## Records of labeled points

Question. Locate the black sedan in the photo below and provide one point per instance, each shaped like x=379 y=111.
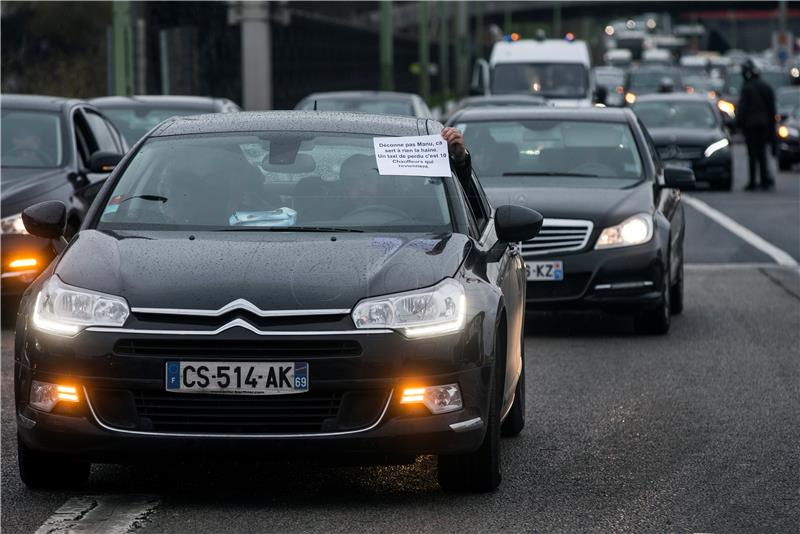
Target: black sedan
x=688 y=131
x=136 y=115
x=613 y=232
x=250 y=283
x=789 y=140
x=380 y=102
x=52 y=149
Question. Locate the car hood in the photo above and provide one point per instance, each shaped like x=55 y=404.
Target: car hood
x=685 y=136
x=560 y=198
x=274 y=271
x=22 y=184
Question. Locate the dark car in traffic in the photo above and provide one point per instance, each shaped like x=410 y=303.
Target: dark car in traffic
x=250 y=284
x=378 y=102
x=613 y=230
x=788 y=139
x=688 y=131
x=52 y=149
x=136 y=115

## Written task
Begin at the line that has "Question. Locate the car" and continue through the end of the records. Reproduce only those lines, substituting "Label" for "Target" and leaving everything else unchanged.

## Solution to this problem
Question. Locate the car hood in the photo above and provide one point per instance, each shaped like x=55 y=404.
Label: car hood
x=685 y=136
x=560 y=198
x=274 y=271
x=22 y=184
Question. Locate the dark car in traffic in the photo above and provide one point per instance, each shaped like x=410 y=303.
Label: dark car in traffic
x=250 y=284
x=378 y=102
x=613 y=230
x=788 y=139
x=688 y=131
x=52 y=149
x=136 y=115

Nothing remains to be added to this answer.